*WHAT YOU SHOULD DO*
Would you please copy every line from the records that contains the word "instance"?

───── RECORD SET

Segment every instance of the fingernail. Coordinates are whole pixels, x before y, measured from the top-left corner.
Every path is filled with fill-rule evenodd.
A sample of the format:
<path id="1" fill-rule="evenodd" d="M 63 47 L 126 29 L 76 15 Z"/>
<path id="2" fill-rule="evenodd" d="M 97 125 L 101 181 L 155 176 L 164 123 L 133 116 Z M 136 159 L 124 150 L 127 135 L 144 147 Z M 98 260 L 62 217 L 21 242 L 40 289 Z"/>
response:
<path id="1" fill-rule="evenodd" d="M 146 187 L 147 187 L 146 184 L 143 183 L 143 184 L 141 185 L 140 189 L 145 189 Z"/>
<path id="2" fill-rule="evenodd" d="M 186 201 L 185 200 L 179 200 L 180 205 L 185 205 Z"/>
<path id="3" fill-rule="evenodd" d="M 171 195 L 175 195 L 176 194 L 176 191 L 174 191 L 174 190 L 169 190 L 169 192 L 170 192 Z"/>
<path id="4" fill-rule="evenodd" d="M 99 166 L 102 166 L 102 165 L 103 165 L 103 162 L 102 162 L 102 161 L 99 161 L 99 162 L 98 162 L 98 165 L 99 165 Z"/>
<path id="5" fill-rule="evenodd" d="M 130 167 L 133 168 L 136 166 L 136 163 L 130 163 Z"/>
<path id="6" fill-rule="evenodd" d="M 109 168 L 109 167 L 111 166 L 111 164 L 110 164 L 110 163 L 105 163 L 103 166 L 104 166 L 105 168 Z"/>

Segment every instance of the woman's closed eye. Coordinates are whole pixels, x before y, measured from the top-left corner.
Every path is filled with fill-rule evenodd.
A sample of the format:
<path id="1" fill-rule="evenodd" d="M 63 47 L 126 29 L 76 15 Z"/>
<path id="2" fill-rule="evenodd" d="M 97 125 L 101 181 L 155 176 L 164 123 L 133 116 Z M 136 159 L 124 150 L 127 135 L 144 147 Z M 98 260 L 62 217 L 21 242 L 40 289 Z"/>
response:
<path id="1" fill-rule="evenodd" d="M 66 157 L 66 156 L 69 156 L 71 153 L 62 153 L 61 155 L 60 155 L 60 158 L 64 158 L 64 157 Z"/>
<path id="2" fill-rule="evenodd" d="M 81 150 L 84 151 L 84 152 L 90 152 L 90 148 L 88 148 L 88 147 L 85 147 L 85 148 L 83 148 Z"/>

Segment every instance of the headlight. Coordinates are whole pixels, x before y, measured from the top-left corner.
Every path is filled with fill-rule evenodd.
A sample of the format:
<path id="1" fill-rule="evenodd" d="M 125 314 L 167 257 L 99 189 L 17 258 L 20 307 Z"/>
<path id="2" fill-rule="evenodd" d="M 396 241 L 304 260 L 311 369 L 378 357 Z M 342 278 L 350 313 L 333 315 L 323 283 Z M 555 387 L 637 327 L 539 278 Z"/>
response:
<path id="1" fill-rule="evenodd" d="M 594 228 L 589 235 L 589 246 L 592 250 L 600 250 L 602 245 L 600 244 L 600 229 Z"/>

──────────

*ANSWER TO THIS TASK*
Segment every instance of the fingernail. Coordinates are whole pixels, x before y, measured from the top-left corner.
Segment every instance of the woman's closed eye. Coordinates are whole pixels, x before y, measured from the top-left corner.
Segment every instance of the headlight. Coordinates are whole pixels, x before y, measured from the top-left corner.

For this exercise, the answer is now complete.